Return the lines below word for word, starting at the line that contains "In this exercise you will indicate the brick wall" and ending at the line that contains "point(7, 26)", with both of those lines included.
* begin *
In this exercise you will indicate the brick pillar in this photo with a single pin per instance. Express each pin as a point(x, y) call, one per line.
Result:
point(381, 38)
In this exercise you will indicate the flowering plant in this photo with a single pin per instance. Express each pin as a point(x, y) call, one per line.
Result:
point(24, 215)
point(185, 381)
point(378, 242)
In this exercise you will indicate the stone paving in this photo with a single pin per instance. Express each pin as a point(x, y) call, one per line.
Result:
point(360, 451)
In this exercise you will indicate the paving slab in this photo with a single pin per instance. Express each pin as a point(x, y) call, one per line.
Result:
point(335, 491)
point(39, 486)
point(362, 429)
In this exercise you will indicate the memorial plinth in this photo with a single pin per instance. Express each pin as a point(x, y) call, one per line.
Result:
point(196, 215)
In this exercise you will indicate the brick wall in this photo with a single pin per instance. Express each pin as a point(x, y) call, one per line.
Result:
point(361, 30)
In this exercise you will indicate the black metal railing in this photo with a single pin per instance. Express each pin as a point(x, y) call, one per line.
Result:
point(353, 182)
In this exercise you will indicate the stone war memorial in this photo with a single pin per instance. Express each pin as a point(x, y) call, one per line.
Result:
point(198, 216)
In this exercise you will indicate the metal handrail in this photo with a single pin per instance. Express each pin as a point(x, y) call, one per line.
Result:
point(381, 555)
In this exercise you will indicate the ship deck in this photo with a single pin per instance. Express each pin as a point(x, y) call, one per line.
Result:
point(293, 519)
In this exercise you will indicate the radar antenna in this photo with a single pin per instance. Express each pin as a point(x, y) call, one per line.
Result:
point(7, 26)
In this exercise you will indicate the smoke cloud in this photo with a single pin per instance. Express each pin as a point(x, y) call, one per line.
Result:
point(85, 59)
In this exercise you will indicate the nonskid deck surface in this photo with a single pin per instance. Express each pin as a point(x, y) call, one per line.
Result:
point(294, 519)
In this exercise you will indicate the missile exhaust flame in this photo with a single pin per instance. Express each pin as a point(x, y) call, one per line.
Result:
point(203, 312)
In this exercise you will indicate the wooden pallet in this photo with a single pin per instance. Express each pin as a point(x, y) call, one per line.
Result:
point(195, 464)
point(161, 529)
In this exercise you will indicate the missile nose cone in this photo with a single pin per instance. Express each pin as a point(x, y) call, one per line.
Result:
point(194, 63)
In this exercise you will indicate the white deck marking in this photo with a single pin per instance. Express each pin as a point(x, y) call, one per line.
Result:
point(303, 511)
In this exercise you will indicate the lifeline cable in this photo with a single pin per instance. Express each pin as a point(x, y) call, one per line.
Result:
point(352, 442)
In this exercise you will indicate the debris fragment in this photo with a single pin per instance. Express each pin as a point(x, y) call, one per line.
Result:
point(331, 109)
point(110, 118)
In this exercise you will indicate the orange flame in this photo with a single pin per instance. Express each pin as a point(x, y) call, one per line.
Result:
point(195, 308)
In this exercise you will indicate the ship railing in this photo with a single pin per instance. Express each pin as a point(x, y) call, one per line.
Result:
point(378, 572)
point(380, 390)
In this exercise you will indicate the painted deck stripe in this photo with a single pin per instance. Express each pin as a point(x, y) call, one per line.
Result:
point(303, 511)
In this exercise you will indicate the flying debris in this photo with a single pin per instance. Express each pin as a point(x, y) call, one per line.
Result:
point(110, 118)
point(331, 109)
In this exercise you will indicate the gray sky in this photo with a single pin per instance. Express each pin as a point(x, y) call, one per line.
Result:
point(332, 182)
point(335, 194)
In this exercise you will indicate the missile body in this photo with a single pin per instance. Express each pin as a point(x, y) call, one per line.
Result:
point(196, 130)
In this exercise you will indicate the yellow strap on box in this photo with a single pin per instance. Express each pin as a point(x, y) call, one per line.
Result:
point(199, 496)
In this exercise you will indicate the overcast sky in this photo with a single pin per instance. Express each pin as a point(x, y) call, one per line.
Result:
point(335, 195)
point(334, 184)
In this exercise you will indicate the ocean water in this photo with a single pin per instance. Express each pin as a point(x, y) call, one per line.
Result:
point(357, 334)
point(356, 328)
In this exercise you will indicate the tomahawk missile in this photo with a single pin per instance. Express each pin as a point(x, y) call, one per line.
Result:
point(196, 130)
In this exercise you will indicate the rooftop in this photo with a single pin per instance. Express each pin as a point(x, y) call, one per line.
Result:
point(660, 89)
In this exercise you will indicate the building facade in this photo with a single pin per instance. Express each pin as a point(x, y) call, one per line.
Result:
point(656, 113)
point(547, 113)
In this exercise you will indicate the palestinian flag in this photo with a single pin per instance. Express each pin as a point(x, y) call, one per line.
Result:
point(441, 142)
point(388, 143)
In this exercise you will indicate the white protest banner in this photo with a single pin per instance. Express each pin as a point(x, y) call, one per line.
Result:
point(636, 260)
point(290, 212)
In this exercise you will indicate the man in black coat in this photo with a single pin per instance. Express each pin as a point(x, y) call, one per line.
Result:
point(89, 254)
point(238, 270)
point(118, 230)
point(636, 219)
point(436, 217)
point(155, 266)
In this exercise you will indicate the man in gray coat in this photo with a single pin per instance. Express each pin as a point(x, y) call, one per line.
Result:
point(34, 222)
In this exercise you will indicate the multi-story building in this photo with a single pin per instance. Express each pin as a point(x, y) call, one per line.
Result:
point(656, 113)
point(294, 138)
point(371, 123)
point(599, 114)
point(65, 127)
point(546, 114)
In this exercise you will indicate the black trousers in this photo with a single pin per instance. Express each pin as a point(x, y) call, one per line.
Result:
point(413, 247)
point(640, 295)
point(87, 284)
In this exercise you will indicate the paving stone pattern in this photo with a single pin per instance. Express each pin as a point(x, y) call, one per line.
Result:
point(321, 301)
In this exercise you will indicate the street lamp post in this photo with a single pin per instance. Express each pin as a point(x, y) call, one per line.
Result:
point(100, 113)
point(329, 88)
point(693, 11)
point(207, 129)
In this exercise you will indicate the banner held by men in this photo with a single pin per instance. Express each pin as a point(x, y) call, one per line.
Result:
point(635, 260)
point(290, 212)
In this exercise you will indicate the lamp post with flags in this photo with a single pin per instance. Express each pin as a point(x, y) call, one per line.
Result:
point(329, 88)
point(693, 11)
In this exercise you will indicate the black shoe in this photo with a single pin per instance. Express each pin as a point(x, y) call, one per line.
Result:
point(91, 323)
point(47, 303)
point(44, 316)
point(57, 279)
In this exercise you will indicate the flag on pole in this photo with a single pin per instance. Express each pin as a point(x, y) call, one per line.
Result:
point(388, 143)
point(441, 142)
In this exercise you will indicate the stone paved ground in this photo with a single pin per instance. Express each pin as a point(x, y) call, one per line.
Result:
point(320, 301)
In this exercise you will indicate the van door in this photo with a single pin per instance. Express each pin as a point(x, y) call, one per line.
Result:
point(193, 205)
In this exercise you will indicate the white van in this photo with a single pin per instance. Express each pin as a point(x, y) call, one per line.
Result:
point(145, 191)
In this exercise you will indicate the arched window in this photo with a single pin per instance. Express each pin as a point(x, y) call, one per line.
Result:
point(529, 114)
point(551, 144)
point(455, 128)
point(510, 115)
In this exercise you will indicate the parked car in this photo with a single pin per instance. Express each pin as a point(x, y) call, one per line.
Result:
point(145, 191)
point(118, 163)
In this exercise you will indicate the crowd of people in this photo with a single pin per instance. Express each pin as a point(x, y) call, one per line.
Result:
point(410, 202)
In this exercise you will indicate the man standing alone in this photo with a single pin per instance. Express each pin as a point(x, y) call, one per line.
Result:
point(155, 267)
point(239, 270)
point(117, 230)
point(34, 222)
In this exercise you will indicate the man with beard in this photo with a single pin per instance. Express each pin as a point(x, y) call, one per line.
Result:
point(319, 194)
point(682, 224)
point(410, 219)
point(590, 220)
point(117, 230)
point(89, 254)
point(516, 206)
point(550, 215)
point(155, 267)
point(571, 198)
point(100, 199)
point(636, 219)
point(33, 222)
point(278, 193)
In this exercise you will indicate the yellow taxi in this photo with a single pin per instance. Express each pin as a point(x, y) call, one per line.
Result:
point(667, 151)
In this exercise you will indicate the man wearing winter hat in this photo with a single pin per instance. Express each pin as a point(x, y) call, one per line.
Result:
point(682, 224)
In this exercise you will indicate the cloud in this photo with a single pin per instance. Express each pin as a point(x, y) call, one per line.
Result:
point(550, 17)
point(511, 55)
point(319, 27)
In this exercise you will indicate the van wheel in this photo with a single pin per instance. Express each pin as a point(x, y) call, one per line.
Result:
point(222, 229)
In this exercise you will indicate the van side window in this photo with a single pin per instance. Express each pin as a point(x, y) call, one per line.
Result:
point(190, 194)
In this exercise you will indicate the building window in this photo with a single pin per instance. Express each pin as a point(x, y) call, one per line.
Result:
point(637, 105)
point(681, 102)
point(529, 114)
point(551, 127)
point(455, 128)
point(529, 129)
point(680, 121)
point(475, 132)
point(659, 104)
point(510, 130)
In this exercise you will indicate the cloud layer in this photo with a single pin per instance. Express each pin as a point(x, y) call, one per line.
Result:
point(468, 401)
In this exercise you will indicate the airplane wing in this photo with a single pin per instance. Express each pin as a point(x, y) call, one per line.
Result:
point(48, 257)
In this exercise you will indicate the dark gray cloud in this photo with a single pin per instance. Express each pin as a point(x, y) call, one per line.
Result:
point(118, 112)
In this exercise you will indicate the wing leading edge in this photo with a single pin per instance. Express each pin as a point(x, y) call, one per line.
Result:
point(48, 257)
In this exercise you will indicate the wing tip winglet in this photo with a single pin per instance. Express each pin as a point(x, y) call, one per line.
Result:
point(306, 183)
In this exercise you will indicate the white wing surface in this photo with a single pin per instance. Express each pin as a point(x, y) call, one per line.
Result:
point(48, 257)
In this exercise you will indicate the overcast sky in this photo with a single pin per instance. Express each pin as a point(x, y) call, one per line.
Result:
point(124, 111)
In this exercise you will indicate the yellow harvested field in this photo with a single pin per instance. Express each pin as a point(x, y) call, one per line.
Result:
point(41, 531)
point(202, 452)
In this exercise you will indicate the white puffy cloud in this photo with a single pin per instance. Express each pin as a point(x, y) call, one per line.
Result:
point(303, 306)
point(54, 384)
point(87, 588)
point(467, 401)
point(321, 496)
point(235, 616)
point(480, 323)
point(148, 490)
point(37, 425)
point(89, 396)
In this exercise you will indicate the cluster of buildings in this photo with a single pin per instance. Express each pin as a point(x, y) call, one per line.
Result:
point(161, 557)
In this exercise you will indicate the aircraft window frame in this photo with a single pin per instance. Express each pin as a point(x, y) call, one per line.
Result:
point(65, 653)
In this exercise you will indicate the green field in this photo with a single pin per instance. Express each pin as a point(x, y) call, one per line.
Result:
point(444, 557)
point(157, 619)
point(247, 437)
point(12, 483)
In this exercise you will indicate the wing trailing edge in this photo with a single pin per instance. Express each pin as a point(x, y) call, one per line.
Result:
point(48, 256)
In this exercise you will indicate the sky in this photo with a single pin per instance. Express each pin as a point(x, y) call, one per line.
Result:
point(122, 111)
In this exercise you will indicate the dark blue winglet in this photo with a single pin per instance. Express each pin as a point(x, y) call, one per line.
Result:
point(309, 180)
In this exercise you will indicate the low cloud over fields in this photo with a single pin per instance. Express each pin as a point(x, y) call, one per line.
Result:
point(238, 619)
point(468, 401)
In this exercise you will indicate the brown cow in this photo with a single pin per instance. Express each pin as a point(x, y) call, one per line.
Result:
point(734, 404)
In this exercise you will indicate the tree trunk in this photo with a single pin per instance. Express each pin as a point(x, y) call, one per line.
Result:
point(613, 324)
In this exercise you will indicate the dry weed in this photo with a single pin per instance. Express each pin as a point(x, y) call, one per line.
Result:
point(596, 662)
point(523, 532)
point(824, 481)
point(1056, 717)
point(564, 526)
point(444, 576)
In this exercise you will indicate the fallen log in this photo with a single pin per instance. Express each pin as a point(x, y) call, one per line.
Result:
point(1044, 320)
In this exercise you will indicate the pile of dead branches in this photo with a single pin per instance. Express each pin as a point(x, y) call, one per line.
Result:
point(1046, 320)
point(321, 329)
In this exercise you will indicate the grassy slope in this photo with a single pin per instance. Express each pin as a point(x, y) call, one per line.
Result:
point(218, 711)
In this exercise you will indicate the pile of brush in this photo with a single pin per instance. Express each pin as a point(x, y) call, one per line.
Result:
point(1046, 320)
* end *
**Solution**
In this exercise you will indicate the brick wall in this photo with a single pin per instance. Express each pin as a point(x, y) call, one per line.
Result:
point(361, 30)
In this exercise you will indicate the black metal railing in this photo with a single pin per instance. Express each pin as a point(x, y) call, one per line.
Result:
point(353, 182)
In this exercise you will indicate the stone war memorial in this photo with a single pin per instance. Express each pin as a point(x, y) call, one per line.
Result:
point(198, 216)
In this exercise you will indicate the metal handrail in this photo with a single pin per instance. Express each pin as a point(x, y) call, one per line.
Result:
point(381, 555)
In this exercise you will indicate the ship deck in this photo with a single pin per instance. Express each pin as a point(x, y) call, one per line.
Result:
point(293, 519)
In this exercise you will indicate the radar antenna in this photo with a single pin per instance. Express each pin as a point(x, y) call, one per line.
Result:
point(7, 26)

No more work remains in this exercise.